(Source data)
* start *
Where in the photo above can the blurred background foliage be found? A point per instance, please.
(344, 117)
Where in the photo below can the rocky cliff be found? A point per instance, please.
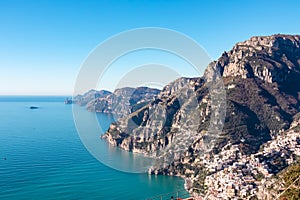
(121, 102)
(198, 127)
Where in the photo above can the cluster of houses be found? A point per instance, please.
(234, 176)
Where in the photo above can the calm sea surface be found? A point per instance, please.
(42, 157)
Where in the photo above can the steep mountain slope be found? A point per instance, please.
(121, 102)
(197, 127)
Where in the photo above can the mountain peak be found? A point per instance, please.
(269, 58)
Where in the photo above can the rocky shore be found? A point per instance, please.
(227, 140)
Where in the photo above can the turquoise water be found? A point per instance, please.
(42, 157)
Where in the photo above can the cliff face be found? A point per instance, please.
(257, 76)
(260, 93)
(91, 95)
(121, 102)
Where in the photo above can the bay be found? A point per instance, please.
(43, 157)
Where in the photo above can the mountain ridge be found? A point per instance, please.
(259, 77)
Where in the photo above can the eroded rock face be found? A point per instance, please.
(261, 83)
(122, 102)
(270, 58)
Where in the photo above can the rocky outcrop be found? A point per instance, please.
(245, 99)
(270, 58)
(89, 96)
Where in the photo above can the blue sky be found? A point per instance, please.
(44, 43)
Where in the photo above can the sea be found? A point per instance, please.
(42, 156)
* end *
* start *
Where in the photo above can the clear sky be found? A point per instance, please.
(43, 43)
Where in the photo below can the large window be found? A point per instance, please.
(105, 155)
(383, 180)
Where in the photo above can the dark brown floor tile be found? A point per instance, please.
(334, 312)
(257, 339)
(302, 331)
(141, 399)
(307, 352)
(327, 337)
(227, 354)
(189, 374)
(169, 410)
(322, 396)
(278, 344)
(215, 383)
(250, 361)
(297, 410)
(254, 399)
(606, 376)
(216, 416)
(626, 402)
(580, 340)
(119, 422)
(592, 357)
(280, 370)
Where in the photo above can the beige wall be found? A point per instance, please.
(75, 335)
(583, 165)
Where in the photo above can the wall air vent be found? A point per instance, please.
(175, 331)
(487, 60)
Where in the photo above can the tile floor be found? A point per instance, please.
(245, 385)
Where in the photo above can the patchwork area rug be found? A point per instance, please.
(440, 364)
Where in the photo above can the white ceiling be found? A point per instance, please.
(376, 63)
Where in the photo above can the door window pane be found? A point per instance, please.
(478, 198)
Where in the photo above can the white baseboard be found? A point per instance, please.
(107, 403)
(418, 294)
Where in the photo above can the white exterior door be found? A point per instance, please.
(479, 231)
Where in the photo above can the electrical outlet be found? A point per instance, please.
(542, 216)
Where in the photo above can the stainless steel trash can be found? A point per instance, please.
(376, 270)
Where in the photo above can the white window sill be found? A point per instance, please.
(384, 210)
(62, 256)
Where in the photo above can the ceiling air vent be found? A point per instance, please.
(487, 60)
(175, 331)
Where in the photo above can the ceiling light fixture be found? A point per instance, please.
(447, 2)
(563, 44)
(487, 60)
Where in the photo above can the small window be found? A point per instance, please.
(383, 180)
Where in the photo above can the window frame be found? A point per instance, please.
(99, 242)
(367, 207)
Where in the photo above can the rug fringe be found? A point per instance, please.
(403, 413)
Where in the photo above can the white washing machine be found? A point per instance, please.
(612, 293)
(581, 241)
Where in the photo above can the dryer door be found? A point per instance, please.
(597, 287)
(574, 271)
* end *
Report every line of the data above that contains the word "vent", matching case exactly.

Correct response →
Where in the photo above can the wall air vent be found? A point per instance, please.
Where in the photo above can the ceiling air vent be found? A point per instance, please.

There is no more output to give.